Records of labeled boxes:
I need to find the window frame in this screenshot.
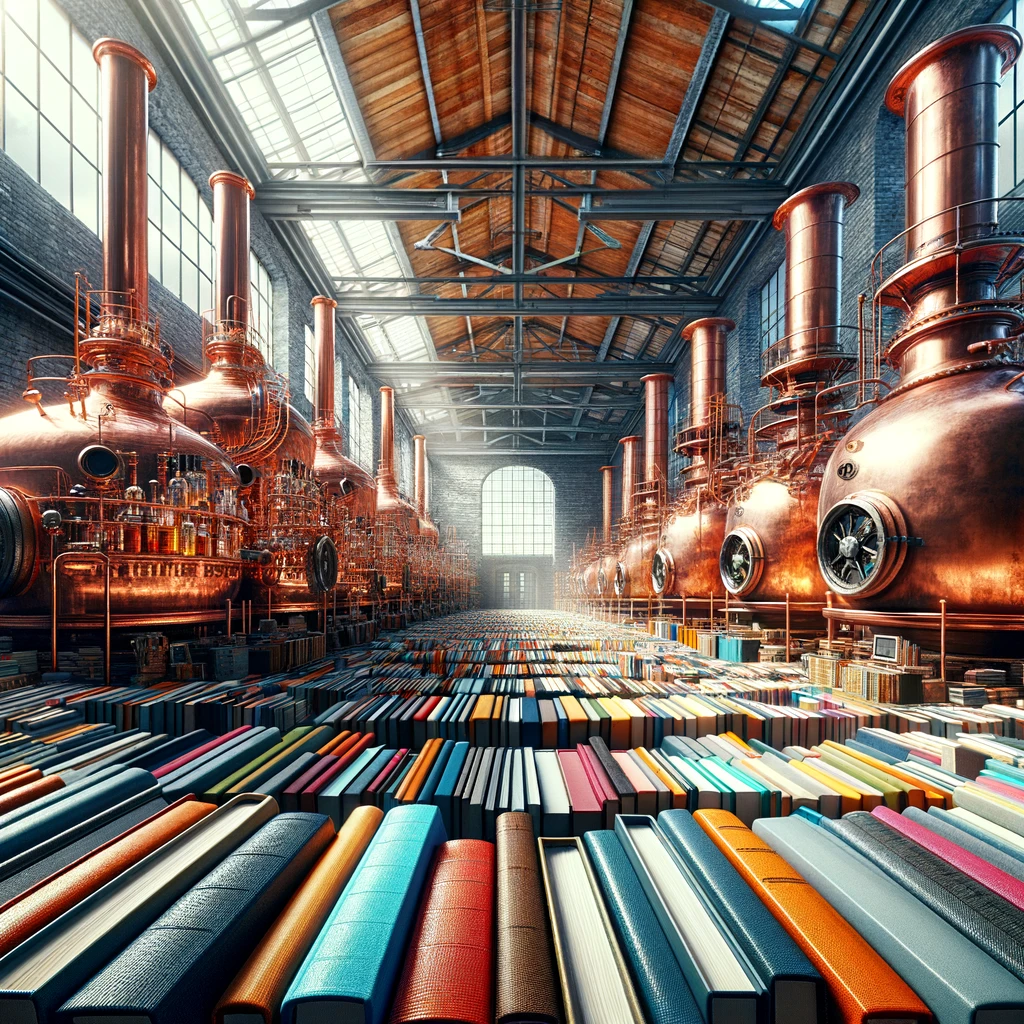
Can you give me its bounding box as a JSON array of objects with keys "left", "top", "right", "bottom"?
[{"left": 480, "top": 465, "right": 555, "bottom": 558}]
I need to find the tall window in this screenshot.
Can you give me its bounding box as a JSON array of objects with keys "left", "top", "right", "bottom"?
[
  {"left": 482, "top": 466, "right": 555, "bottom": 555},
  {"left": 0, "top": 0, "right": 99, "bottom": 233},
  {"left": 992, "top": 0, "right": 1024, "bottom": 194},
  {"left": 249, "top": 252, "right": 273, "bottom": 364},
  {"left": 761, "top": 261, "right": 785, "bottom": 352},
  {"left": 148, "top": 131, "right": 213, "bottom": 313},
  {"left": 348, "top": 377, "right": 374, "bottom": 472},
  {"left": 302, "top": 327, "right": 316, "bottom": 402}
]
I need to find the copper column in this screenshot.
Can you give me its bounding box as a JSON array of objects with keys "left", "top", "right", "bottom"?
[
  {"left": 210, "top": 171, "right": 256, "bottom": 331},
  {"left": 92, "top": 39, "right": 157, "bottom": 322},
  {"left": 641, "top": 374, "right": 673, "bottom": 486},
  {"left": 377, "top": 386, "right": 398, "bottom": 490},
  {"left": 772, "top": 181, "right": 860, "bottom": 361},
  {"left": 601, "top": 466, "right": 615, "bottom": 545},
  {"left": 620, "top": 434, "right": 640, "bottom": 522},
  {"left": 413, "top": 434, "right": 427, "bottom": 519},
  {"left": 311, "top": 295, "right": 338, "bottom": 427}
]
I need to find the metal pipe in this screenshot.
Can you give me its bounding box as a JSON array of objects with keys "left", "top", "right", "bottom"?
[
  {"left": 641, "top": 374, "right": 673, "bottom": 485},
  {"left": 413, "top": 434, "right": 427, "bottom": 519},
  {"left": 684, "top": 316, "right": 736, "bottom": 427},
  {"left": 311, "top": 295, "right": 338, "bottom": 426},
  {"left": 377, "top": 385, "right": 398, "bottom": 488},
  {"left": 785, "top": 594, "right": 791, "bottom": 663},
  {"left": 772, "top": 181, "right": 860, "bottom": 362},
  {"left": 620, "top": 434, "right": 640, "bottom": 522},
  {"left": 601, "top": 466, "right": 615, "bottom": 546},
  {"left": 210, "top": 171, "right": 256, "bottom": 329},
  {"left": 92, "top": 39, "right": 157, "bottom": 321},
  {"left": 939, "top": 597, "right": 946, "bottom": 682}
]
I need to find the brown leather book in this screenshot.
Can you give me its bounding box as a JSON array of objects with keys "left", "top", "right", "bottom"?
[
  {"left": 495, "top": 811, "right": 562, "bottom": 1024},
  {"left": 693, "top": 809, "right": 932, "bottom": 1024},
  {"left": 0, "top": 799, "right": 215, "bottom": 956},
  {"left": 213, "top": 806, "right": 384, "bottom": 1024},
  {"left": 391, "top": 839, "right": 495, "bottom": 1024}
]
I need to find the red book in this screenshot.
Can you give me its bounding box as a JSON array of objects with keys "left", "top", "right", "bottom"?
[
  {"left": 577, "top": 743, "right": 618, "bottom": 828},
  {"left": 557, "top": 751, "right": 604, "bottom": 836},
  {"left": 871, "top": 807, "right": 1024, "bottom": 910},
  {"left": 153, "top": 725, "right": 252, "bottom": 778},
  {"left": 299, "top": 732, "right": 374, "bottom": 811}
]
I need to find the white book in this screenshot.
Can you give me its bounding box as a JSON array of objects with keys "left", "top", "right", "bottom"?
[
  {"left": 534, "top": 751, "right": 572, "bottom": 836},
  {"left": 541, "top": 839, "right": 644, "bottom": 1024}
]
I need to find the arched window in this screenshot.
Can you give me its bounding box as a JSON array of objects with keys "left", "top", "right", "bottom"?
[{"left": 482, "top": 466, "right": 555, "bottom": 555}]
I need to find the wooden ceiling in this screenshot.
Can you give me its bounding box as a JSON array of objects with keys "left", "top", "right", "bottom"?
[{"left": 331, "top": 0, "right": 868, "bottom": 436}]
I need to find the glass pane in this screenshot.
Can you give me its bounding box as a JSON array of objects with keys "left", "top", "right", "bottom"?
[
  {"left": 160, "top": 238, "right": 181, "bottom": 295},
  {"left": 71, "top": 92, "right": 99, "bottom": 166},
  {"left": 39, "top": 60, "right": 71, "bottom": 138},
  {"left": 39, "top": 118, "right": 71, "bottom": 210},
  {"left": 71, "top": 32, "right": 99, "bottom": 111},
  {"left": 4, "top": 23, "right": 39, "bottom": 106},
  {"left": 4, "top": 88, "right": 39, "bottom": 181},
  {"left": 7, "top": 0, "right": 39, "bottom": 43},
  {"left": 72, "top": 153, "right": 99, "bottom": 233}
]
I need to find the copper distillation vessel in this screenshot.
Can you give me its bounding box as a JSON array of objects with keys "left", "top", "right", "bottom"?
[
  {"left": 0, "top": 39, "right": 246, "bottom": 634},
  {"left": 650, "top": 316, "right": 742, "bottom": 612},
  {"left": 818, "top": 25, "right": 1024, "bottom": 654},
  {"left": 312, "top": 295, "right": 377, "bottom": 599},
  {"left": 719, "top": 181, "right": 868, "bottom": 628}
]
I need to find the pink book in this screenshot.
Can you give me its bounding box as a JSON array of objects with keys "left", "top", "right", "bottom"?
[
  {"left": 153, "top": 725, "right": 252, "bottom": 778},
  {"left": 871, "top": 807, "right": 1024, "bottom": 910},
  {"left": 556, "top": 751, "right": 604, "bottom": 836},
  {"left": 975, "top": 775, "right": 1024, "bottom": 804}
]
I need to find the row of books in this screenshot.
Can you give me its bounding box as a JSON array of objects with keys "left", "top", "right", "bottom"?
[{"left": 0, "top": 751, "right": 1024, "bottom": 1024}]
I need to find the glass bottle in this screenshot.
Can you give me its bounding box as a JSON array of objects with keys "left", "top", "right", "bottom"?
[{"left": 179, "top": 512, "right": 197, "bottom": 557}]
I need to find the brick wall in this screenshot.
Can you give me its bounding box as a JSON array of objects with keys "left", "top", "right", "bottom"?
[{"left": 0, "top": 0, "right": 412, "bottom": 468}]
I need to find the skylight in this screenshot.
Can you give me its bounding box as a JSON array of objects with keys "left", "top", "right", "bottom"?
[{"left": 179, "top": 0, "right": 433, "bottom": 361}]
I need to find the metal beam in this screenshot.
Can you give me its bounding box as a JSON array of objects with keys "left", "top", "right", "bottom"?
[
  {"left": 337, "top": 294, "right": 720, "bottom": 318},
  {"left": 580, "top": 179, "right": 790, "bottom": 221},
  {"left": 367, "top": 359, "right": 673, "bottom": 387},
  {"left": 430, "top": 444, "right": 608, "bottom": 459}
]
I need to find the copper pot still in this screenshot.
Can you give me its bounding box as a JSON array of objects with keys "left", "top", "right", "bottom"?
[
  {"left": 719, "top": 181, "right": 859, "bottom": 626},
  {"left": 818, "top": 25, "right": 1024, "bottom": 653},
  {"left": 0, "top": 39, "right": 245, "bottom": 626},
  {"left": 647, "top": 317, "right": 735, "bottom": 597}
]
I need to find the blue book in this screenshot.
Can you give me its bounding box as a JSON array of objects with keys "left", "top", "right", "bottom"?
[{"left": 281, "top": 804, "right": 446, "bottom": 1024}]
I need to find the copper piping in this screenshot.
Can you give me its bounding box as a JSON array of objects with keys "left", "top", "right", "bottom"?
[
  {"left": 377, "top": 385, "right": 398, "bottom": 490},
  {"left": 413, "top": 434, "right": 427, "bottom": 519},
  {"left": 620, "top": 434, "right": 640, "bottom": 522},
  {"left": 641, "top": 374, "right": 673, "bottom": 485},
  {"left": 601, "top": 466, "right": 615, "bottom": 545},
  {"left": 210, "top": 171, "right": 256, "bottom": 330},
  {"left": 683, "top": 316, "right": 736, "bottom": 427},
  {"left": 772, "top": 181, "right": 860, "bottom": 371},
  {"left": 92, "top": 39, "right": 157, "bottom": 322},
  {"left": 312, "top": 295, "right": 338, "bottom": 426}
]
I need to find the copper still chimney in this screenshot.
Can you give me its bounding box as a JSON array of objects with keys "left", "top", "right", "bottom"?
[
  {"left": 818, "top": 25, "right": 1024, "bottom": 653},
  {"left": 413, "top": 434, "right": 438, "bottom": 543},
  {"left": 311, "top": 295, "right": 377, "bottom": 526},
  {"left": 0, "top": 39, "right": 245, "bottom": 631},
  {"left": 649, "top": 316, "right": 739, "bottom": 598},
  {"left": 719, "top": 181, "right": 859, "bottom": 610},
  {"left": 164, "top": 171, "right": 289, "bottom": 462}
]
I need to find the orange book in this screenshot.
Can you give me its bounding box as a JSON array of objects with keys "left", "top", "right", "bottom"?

▸ **WRITTEN TASK**
Render everything from the line containing "I need to find the orange" down to the end of the material as a Markdown table with the columns "Row" and "Line", numbering each row and leaving out blank lines.

▸ **TASK RESPONSE**
| Row | Line |
|---|---|
| 1 | I need to find the orange book in this screenshot. |
| 2 | Can you give me its bounding box as a JSON array of objects with keys "left", "top", "right", "bottom"? |